▸ Page text:
■ ■ ■ ■ ■

Mocking and Testing 3rd-party APIs with Sandboxes

Testing against 3rd-party APIs is a huge challenge. You have limited control over the API’s behavior, making it difficult to reproduce specific scenarios, edge cases, or errors; You can’t test extensively without hitting rate limits and incurring additional costs; you’re dependent on the providers availability and performance so are limited on what you can achieve; and there are real security concerns with exposing your internal test environments to work with external APIs.

The answer to these problems is API mocking. But mocking APIs presents its own challenges. Now you have to find a set up that will work to mock all your 3rd-party providers with all their complexities and variabilities, and maintain these over time.

However, as we’ll explore later, mocking alone has significant limitations that often lead teams to seek hybrid approaches combining mocked and real environment testing.

To help you, there are a number of mocking frameworks available. Here we want to go through some examples of these frameworks with a real-life situation we’ve seen recently–the need to mock Fiserv endpoints in fintech. We’ll look at how you might choose the right framework for your use case, and how sandboxes can help you switch seamlessly between mocked and real APIs for testing.

Mocking third-party APIs

You’re a fintech using the Fiserv API. You have a lot of functionality to build out around your API calls, so a lot of testing is required. But your staging and testing clusters are behind a VPN which the Fiserv API isn’t expecting. Exposing these environments to the web is a security concern. So you need to mock the API.

The Fiserv API is well-documented, so building out the correct functionality is achievable. Choosing which mocking framework to build upon will require some thought. You are looking for:

1. Flexibility and extensibility: The framework should be capable of mocking various API types such as REST, GraphQL, SOAP (Fiserv uses SOAP), and handling complex data structures or authentication mechanisms. It should also be extensible, allowing you to customize and add functionality as needed.
2. Language and ecosystem compatibility: The framework needs to be compatible with your application’s programming language and ecosystem. This can help ensure seamless integration and better support from the community and tooling.
3. Performance simulation: A robust mocking framework should allow you to simulate the performance characteristics of real APIs, such as latency, rate limiting, and error conditions. This helps ensure more accurate and realistic testing.
4. Maintainability: The framework should make it easy to manage and organize mocks as the number of APIs and mocked services grows. This may include features like versioning, grouping, or a centralized repository for storing and sharing mocks.
5. Dynamic behavior: A good mocking framework should support dynamic responses based on input parameters, allowing you to simulate different scenarios and test conditions easily.
6. Integration with existing tools: The framework should integrate well with your existing development, testing, and CI/CD tools, ensuring a smooth workflow and reducing friction for your team.

These attributes aren’t just important for the Fiserv API mocking, they are important for future API testing. You are looking to mock the Fiserv API now, but you’ll need a framework that will serve as the basis for all your mocks going forward.

■ ■ ■ ■ ■

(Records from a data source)
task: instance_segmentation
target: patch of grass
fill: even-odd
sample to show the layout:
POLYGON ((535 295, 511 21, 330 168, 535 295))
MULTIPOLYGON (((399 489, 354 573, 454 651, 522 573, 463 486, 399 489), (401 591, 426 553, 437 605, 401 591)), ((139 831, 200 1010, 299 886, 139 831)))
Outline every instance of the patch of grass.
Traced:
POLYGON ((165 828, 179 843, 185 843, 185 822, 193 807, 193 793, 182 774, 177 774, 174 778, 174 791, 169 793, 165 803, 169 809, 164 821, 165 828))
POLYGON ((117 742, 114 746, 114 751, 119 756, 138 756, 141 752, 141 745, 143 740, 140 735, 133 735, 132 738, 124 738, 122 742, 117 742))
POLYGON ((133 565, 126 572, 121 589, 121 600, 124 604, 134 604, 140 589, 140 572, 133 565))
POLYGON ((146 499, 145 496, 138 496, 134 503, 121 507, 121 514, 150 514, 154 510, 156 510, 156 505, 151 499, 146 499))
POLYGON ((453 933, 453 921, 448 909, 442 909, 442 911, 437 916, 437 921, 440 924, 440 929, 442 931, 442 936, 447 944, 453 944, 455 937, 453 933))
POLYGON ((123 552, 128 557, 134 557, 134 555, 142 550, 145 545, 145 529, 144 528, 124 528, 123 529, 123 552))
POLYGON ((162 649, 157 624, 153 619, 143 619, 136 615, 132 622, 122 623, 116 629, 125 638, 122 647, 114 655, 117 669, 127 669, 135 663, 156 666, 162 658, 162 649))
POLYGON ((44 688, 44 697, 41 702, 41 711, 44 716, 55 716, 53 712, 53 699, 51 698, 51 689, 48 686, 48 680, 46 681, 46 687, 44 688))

■ ■ ■ ■ ■

Please rewrite the page about mocking third-party APIs between "5. Dynamic behavior: A" and "mocks going forward.", inclusive, swapping "mocking framework" for "mocking library". Rely only on the page about mocking third-party APIs, not on the material.

5. Dynamic behavior: A good mocking library should support dynamic responses based on input parameters, allowing you to simulate different scenarios and test conditions easily.
6. Integration with existing tools: The framework should integrate well with your existing development, testing, and CI/CD tools, ensuring a smooth workflow and reducing friction for your team.

These attributes aren’t just important for the Fiserv API mocking, they are important for future API testing. You are looking to mock the Fiserv API now, but you’ll need a framework that will serve as the basis for all your mocks going forward.